▶ [CONSIGNES]
1. Dites si chacune de ces affirmations concorde avec l'extrait sur le chant et l'espace. Répondez par oui ou par non, en citant mot pour mot les termes du texte qui tranchent : (a) l'oiseau qui crie aperçoit peut-être la lueur de l'horizon à l'est ; (b) l'homme parmi les arbres parle à voix haute ; (c) la brume est décrite comme sèche.
2. Reprenez le passage de l'extrait sur le chant et l'espace qui commence aux mots « Basa Ahaide : une » et s'arrête après « oiseau qui s’envole. ». Rebaptisez-y « arbres » en « pins ».

─── TEXTE EXTRAIT

Basa Ahaide : une réflexion d’artiste sur la relation entre chant et espace.

par Jennifer Bonn

“Dans l’obscurité, seul le vent, léger, annonce la présence des arbres autour, les bruissements des feuilles, la plainte d’un tronc qui s’incline. Puis les craquements de quelques brindilles, le mouvement d’un animal au loin, les ailes d’un oiseau qui s’envole.

 

Un silence qui n’en est pas un, qui aiguise l’écoute devant l’impuissance de la vision. A force de tendre l’oreille on a l’impression de distinguer des notes lointaines, sous le son de l’air, courants d’orchestre remontant des profondeurs de la terre. L’air est épais d’une brume humide, un fond gris et mouvant que l’oeil, s’adaptant à la nuit, commence à peine à distinguer. Une obscurité palpable qui tourbillonne, brassée par des mains invisibles qui tracent les courants de brume, gris sur noir, sans que nous puissions reconnaître plus que des formes vagues, le corps des arbres les plus proches. La végétation crépite et soupire comme si la terre se soulevait doucement, respiration de roche et de racine.

 

Un oiseau ose un cri isolé, peut-être voit-il depuis le haut de l’arbre l’horizon à l’est qui luit. En effet, la brume s’est faite plus claire, et ce soupçon de lumière suffit pour qu’une figure se dessine, tache opaque et immobile d’un corps d’homme parmi les arbres. Seul son regard apparait clairement, absorbant l’arrivée de l’aube dans son reflet humide. L’homme qui est là respire à peine, ouvre grand les yeux, silencieusement écoute.

──────
─── ENTRÉES EXTRAITES

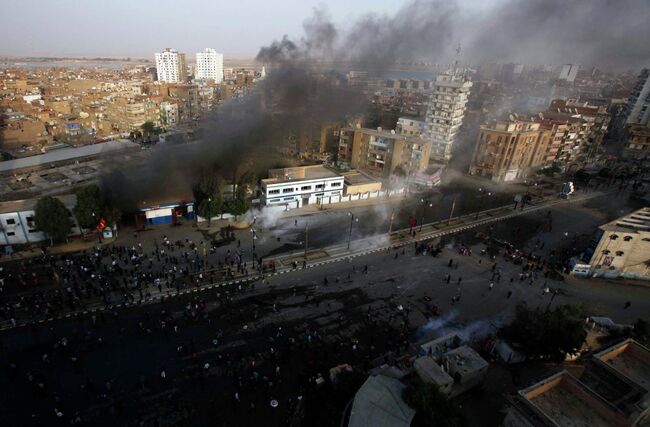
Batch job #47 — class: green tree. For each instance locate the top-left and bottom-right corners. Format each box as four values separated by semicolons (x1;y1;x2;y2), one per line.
225;199;250;217
393;165;407;178
140;122;156;137
403;380;464;427
500;304;587;362
102;205;122;228
72;185;105;229
192;169;223;226
34;196;74;245
632;319;650;346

──────

▶ [RÉPONSES]
1.
(a) Oui : « peut-être voit-il depuis le haut de l’arbre l’horizon à l’est qui luit ».
(b) Non : « silencieusement écoute ».
(c) Non : « L’air est épais d’une brume humide ».

2.
Basa Ahaide : une réflexion d’artiste sur la relation entre chant et espace.

par Jennifer Bonn

“Dans l’obscurité, seul le vent, léger, annonce la présence des pins autour, les bruissements des feuilles, la plainte d’un tronc qui s’incline. Puis les craquements de quelques brindilles, le mouvement d’un animal au loin, les ailes d’un oiseau qui s’envole.